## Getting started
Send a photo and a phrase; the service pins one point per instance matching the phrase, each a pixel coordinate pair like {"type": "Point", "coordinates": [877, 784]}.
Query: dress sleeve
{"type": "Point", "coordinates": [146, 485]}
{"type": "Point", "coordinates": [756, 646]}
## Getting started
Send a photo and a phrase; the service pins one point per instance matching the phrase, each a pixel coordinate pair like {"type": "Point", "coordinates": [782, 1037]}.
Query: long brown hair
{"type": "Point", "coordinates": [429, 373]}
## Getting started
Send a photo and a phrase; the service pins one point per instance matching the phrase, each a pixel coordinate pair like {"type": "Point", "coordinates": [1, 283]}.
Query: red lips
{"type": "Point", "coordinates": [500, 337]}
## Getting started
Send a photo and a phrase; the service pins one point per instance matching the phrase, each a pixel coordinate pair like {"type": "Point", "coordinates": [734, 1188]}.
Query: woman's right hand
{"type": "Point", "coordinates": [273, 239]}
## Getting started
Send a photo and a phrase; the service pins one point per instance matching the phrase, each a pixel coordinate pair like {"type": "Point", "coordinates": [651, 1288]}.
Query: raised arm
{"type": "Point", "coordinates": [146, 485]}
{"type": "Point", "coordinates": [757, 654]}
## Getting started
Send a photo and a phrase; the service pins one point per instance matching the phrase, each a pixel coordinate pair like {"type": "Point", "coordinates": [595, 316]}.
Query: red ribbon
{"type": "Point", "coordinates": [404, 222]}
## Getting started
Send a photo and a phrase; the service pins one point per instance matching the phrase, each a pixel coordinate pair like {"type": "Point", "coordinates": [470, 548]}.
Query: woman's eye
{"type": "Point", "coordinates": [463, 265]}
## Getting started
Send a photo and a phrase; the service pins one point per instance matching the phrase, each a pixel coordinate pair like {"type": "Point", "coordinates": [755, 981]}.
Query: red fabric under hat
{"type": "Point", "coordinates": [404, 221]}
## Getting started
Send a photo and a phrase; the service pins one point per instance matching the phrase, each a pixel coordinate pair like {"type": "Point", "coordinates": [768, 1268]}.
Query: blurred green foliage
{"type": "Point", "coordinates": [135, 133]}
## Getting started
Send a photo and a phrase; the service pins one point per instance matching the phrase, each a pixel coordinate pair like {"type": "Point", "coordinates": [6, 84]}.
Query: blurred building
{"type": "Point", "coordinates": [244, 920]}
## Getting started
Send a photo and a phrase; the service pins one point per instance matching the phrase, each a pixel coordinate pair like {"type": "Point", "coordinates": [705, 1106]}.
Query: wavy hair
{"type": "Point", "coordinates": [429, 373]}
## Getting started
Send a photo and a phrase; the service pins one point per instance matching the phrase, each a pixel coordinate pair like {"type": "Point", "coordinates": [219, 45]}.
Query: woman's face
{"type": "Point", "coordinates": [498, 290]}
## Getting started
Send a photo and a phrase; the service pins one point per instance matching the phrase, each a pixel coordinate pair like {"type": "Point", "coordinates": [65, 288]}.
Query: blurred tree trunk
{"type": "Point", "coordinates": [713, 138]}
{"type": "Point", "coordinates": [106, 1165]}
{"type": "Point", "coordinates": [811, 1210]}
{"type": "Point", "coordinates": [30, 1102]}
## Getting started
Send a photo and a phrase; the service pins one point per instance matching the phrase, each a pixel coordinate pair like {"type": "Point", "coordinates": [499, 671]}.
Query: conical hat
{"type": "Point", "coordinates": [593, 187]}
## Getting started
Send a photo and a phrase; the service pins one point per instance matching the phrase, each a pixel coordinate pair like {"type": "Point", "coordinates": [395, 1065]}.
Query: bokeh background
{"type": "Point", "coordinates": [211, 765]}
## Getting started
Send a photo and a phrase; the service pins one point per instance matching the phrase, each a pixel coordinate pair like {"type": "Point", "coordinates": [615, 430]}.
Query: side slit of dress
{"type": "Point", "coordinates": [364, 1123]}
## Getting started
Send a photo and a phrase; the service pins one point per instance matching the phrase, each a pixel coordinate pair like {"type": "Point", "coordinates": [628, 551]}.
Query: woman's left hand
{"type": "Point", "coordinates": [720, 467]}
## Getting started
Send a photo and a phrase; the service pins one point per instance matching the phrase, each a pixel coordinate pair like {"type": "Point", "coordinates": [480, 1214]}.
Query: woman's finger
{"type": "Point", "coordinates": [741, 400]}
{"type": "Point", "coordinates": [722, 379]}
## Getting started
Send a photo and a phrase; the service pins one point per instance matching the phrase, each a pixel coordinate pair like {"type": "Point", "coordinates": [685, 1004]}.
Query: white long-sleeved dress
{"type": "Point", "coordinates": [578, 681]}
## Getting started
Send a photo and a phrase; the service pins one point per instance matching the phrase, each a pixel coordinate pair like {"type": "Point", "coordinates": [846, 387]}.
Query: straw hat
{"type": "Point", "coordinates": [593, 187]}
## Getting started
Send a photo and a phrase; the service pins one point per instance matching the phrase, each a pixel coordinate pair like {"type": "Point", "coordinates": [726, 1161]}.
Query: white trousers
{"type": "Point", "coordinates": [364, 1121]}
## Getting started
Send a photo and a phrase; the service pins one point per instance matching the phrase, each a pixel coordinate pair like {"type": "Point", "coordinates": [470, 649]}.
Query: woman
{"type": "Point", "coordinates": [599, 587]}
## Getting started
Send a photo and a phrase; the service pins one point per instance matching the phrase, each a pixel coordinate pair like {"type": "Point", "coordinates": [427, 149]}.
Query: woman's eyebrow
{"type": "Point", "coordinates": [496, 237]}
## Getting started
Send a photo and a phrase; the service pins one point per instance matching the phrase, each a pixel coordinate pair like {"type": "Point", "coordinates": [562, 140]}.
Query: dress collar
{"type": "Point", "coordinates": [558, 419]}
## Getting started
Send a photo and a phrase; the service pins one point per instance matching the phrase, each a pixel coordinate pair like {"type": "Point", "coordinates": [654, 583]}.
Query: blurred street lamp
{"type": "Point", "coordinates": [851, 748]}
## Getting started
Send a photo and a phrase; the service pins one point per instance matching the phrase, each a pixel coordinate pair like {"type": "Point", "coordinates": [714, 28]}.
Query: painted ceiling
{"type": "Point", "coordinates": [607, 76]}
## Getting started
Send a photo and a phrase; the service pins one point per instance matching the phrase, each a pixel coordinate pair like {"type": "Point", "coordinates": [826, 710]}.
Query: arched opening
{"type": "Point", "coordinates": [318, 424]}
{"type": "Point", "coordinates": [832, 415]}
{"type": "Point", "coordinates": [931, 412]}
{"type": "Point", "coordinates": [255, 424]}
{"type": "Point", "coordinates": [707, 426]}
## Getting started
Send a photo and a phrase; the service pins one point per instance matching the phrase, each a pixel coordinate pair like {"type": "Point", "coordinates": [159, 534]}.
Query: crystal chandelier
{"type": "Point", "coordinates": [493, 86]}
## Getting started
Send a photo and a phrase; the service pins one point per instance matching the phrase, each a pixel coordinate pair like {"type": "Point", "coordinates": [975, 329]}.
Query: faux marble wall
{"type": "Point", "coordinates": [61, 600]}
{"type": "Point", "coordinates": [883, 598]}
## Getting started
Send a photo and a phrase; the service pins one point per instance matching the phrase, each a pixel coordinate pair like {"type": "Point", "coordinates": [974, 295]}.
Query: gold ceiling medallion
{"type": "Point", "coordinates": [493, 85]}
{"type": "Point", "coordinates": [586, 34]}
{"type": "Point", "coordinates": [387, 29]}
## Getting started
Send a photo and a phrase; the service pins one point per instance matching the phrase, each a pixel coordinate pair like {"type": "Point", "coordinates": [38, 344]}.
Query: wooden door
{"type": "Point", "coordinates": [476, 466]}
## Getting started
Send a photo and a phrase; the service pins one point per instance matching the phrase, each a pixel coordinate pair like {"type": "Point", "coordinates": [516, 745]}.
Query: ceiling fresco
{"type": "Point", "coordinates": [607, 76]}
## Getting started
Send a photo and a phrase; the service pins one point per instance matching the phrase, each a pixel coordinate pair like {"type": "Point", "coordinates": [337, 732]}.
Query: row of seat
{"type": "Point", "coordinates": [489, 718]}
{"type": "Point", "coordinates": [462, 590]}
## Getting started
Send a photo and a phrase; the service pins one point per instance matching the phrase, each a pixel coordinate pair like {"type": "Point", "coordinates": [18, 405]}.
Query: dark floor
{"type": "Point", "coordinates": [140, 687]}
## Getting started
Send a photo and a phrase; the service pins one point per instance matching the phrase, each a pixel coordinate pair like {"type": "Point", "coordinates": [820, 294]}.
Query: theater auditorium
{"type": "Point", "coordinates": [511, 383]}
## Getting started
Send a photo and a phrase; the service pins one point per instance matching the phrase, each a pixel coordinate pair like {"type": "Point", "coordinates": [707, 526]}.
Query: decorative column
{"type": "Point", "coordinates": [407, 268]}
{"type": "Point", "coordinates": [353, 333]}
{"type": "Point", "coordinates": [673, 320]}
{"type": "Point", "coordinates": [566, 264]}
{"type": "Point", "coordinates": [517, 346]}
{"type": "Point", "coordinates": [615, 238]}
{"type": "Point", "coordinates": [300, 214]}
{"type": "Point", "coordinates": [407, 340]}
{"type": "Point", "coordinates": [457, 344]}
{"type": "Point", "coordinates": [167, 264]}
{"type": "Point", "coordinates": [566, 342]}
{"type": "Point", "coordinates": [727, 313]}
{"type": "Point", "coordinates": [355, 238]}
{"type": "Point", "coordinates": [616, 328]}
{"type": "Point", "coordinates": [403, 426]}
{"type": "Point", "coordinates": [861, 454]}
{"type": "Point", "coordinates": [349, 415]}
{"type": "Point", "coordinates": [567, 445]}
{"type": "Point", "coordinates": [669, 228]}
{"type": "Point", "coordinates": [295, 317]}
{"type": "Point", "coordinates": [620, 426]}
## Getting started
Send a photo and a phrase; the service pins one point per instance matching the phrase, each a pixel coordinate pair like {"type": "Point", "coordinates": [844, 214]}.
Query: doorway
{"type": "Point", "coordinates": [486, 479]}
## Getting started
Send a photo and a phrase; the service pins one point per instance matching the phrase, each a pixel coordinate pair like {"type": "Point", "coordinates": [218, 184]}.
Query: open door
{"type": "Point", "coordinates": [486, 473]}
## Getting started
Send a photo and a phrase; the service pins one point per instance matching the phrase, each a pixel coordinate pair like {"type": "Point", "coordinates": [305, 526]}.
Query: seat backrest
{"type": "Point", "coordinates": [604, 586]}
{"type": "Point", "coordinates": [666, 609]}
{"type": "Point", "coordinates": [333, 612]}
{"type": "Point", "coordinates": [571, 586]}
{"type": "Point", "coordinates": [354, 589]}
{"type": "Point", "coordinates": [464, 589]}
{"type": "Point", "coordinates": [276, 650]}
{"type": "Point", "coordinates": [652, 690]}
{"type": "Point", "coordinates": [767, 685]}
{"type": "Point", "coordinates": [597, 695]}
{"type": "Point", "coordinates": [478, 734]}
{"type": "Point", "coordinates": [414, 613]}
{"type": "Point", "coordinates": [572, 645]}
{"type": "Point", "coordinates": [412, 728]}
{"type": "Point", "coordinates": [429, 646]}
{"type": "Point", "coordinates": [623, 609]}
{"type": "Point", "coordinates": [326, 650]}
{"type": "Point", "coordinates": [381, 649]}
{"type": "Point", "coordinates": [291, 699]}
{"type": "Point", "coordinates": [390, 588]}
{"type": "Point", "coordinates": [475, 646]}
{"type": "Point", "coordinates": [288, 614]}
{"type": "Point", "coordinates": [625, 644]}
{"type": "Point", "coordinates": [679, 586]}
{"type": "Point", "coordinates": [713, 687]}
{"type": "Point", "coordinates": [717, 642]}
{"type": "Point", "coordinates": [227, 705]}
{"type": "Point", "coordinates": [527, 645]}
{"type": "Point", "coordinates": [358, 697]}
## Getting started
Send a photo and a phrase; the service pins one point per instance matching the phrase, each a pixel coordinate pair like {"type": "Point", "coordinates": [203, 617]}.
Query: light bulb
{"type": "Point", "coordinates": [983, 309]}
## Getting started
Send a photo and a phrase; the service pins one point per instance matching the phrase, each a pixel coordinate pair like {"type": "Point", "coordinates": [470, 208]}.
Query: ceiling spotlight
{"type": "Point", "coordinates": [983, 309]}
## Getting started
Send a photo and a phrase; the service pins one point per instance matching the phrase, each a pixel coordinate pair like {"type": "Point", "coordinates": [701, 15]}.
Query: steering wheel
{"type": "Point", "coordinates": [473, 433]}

• • • •

## Task description
How many lines in the records above contain the word "long"? Reply with the number alone.

## Output below
2